** Your goal **
Write out the material below again, unchanged.

** Stored items **
=-=-=-=-=

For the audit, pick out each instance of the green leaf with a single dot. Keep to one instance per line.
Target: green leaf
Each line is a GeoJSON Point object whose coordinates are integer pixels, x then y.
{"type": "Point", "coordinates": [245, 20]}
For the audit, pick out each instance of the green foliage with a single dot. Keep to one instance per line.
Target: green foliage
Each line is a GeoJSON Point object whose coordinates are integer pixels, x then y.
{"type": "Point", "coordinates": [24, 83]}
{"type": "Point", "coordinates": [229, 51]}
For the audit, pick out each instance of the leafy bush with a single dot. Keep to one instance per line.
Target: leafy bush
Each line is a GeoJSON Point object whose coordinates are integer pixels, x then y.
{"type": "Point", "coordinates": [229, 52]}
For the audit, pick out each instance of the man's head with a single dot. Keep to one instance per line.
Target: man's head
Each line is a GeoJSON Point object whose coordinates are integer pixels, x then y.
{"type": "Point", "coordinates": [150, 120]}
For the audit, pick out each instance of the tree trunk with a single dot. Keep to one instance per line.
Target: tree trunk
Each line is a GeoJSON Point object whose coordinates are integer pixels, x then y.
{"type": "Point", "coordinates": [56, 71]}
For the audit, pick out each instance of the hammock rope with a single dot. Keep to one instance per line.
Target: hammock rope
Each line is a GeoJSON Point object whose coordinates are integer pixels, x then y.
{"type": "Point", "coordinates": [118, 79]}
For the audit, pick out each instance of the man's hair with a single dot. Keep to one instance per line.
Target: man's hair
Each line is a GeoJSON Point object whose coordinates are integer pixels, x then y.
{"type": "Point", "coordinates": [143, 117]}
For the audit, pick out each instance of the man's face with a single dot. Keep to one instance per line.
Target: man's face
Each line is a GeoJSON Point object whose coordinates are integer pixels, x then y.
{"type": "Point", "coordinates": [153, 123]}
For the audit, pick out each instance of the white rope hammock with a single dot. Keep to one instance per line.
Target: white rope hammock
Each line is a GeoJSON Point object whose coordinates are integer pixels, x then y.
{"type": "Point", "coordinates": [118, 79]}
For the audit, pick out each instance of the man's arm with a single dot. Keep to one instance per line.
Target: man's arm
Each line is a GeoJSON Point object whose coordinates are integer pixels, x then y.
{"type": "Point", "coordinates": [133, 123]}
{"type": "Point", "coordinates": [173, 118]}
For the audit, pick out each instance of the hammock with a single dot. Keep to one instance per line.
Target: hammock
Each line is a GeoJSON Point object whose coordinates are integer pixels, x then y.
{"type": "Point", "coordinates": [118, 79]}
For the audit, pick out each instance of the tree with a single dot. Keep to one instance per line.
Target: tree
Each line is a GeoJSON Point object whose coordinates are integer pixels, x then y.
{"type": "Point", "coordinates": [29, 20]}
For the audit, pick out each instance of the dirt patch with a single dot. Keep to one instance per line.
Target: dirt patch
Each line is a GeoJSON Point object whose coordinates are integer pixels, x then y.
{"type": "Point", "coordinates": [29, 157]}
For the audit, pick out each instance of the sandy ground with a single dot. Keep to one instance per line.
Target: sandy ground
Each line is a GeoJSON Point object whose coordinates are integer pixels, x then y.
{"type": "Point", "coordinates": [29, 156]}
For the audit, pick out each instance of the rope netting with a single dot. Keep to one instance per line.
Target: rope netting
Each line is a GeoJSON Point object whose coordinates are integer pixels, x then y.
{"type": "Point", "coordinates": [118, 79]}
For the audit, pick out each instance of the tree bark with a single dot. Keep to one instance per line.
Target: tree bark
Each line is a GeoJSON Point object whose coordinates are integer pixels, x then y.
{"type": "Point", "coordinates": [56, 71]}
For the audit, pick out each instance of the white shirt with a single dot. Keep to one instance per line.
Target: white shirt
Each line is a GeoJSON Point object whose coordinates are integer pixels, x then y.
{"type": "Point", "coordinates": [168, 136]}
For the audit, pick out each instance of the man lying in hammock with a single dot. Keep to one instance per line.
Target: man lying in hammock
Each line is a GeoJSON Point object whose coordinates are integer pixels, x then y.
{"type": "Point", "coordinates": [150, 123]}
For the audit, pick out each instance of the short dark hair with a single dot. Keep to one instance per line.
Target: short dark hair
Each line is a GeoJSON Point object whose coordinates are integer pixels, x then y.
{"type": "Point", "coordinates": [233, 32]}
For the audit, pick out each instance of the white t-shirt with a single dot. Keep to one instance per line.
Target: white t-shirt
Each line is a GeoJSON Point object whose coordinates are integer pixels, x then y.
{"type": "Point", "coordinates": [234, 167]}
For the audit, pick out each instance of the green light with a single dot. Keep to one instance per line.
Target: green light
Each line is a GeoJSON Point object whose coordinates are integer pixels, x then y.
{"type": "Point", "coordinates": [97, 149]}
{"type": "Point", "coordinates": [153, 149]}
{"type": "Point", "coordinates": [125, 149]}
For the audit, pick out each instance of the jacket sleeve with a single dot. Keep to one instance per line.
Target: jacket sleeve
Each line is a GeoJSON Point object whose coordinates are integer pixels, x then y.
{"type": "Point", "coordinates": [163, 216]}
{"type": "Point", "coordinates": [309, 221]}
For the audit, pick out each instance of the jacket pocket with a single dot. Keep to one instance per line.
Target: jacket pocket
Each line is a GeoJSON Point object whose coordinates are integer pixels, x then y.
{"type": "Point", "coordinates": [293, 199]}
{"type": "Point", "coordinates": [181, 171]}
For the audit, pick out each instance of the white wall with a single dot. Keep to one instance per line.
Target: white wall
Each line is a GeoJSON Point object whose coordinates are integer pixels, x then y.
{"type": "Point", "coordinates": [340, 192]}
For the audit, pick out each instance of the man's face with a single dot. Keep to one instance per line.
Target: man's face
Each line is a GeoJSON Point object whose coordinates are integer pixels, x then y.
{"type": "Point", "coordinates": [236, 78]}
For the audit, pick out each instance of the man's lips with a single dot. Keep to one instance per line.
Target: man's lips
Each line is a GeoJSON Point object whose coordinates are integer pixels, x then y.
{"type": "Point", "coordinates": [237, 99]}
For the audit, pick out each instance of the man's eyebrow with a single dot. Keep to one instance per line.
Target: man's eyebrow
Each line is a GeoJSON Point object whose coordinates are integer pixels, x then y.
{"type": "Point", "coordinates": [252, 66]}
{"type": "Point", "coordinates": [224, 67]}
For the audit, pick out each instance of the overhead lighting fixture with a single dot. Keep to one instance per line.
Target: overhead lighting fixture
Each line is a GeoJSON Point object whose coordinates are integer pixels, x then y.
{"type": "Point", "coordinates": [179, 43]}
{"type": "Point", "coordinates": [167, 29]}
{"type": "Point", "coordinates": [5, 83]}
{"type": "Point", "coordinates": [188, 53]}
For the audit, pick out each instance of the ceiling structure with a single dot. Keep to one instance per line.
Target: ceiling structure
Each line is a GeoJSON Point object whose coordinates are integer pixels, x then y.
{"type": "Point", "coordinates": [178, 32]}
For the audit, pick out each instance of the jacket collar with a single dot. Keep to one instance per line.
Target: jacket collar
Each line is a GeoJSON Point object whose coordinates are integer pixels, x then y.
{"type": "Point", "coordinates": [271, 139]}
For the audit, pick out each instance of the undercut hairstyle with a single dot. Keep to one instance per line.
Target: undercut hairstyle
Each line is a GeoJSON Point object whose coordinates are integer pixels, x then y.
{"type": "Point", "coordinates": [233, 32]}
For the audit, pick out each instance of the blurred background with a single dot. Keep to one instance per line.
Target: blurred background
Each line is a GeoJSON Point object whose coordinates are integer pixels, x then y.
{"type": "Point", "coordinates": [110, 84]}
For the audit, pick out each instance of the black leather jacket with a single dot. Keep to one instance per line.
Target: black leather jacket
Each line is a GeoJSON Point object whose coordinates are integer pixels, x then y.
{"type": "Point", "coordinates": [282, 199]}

=-=-=-=-=

** Exercise output **
For the audit, pick out each instance of the green leaf with a single dot. Keep to one instance per line.
Target: green leaf
Each line is a GeoJSON Point object whose coordinates are integer pixels, x then y.
{"type": "Point", "coordinates": [245, 20]}
For the audit, pick out each instance of the green foliage with a single dot. Keep to one instance per line.
Target: green foliage
Each line is a GeoJSON Point object whose coordinates are integer pixels, x then y.
{"type": "Point", "coordinates": [24, 83]}
{"type": "Point", "coordinates": [229, 51]}
For the audit, pick out each instance of the leafy bush with a single dot. Keep to one instance per line.
Target: leafy bush
Each line is a GeoJSON Point object whose coordinates are integer pixels, x then y.
{"type": "Point", "coordinates": [229, 52]}
For the audit, pick out each instance of the man's head with a single dot. Keep to one instance per line.
Target: man's head
Each line is a GeoJSON Point object whose coordinates are integer pixels, x then y.
{"type": "Point", "coordinates": [150, 120]}
For the audit, pick out each instance of the tree trunk with a single dot. Keep to one instance per line.
Target: tree trunk
Each line is a GeoJSON Point object whose coordinates are integer pixels, x then y.
{"type": "Point", "coordinates": [56, 71]}
For the audit, pick out each instance of the hammock rope with a single dot. Keep to one instance per line.
Target: hammock rope
Each line is a GeoJSON Point object whose coordinates are integer pixels, x then y.
{"type": "Point", "coordinates": [118, 79]}
For the audit, pick out each instance of the man's hair with a single dot. Keep to one instance per line.
Target: man's hair
Each line is a GeoJSON Point object whose coordinates are integer pixels, x then y.
{"type": "Point", "coordinates": [143, 117]}
For the audit, pick out each instance of the man's face with a single dot. Keep to one instance per line.
Target: man's face
Each line is a GeoJSON Point object whose coordinates are integer pixels, x then y.
{"type": "Point", "coordinates": [153, 123]}
For the audit, pick out each instance of the white rope hammock with a single dot. Keep to one instance per line.
Target: white rope hammock
Each line is a GeoJSON Point object whose coordinates are integer pixels, x then y.
{"type": "Point", "coordinates": [118, 79]}
For the audit, pick out each instance of the man's arm with a single dot. Keep to one instance per line.
Target: man's arm
Each line is a GeoJSON Point object whose coordinates are integer pixels, x then y.
{"type": "Point", "coordinates": [133, 123]}
{"type": "Point", "coordinates": [173, 118]}
For the audit, pick out each instance of the hammock with a single dot. Keep to one instance per line.
Target: hammock
Each line is a GeoJSON Point object whose coordinates are integer pixels, x then y.
{"type": "Point", "coordinates": [118, 79]}
For the audit, pick out each instance of the tree with a single dot. Keep to one instance per line.
Target: tree
Each line is a GeoJSON Point object whose coordinates are integer pixels, x then y.
{"type": "Point", "coordinates": [29, 20]}
For the audit, pick out each instance of the dirt patch with a single dot. Keep to one instance per line.
Target: dirt patch
Each line is a GeoJSON Point object whose coordinates are integer pixels, x then y.
{"type": "Point", "coordinates": [29, 157]}
For the audit, pick out each instance of the sandy ground with a single dot. Keep to one instance per line.
Target: sandy ground
Each line is a GeoJSON Point object whose coordinates are integer pixels, x then y.
{"type": "Point", "coordinates": [29, 156]}
For the audit, pick out each instance of the rope netting with a single dot. Keep to one instance per line.
Target: rope netting
Each line is a GeoJSON Point object whose coordinates are integer pixels, x then y.
{"type": "Point", "coordinates": [118, 79]}
For the audit, pick out each instance of the tree bark with a single dot. Keep to one instance per line.
Target: tree bark
Each line is a GeoJSON Point object whose coordinates are integer pixels, x then y.
{"type": "Point", "coordinates": [56, 71]}
For the audit, pick out each instance of the white shirt with a single dot. Keep to one instance per line.
Target: white shirt
Each line is a GeoJSON Point object whose coordinates are integer pixels, x then y.
{"type": "Point", "coordinates": [168, 136]}
For the audit, pick out each instance of the man lying in hammock with a single dot. Keep to one instance per line.
Target: man lying in hammock
Each line is a GeoJSON Point object whose coordinates are integer pixels, x then y.
{"type": "Point", "coordinates": [150, 123]}
For the audit, pick out each instance of the short dark hair with a single dot. Keep to one instance per line.
Target: short dark hair
Each line is a GeoJSON Point object whose coordinates are integer pixels, x then y.
{"type": "Point", "coordinates": [233, 32]}
For the audit, pick out each instance of the white t-shirt with a single dot. Keep to one instance per line.
Target: white t-shirt
Each line is a GeoJSON Point object whose coordinates are integer pixels, x then y.
{"type": "Point", "coordinates": [234, 167]}
For the audit, pick out each instance of the green light with a single dot. Keep to one instance per line.
Target: green light
Each line is a GeoJSON Point object whose coordinates are integer pixels, x then y.
{"type": "Point", "coordinates": [97, 149]}
{"type": "Point", "coordinates": [153, 149]}
{"type": "Point", "coordinates": [125, 149]}
For the audit, pick out each instance of the jacket sleeve with a single dot. Keep to one instance per line.
Target: jacket sleeve
Each line is a GeoJSON Point object whose coordinates are integer pixels, x then y.
{"type": "Point", "coordinates": [163, 216]}
{"type": "Point", "coordinates": [309, 221]}
For the audit, pick out each instance of the jacket pocket with a single dot. Keep to one instance per line.
Target: jacket pocket
Each line is a GeoJSON Point object whose coordinates are integer pixels, x then y.
{"type": "Point", "coordinates": [293, 199]}
{"type": "Point", "coordinates": [181, 171]}
For the audit, pick out each instance of the white wall with a single dot. Keep to one instance per line.
Target: white wall
Each line is a GeoJSON Point object whose coordinates are integer pixels, x then y.
{"type": "Point", "coordinates": [340, 192]}
For the audit, pick out each instance of the man's face with a single dot. Keep to one instance per line.
Target: man's face
Each line is a GeoJSON Point object whose coordinates are integer pixels, x then y.
{"type": "Point", "coordinates": [236, 78]}
For the audit, pick out each instance of the man's lips with a single dot. Keep to one instance per line.
Target: man's lips
Each line is a GeoJSON Point object whose coordinates are integer pixels, x then y.
{"type": "Point", "coordinates": [237, 99]}
For the audit, pick out each instance of the man's eyebrow with a single dot. Keep to one instance per line.
Target: man's eyebrow
Each line is a GeoJSON Point object whose coordinates are integer pixels, x then y.
{"type": "Point", "coordinates": [252, 66]}
{"type": "Point", "coordinates": [224, 67]}
For the audit, pick out each instance of the overhead lighting fixture with a single dot. Keep to one instance per line.
Target: overhead lighting fixture
Each line is a GeoJSON Point object whose coordinates are integer pixels, x then y.
{"type": "Point", "coordinates": [179, 43]}
{"type": "Point", "coordinates": [167, 29]}
{"type": "Point", "coordinates": [5, 83]}
{"type": "Point", "coordinates": [188, 53]}
For the audit, pick out each instance of the ceiling structure with a single dot. Keep to one instance per line.
Target: ceiling structure
Each line is a GeoJSON Point object whose coordinates are integer pixels, x then y.
{"type": "Point", "coordinates": [178, 32]}
For the audit, pick out each instance of the jacket collar with a single dot. Keep to one instance per line.
Target: jacket collar
Each line is a GeoJSON Point object whose coordinates are integer pixels, x then y.
{"type": "Point", "coordinates": [271, 139]}
For the audit, pick out each instance of the undercut hairstyle with a single dot. Keep to one instance per line.
Target: undercut hairstyle
Each line is a GeoJSON Point object whose coordinates are integer pixels, x then y.
{"type": "Point", "coordinates": [233, 32]}
For the audit, pick out each instance of the blurred background with a single dot. Keep to one instance per line.
Target: blurred background
Each line is a GeoJSON Point object whose coordinates are integer pixels, x then y.
{"type": "Point", "coordinates": [110, 84]}
For the audit, pick out each instance of the black leather jacket with a single dot. Keep to one instance per line.
Target: black leather jacket
Each line is a GeoJSON Point object whose coordinates are integer pixels, x then y.
{"type": "Point", "coordinates": [282, 199]}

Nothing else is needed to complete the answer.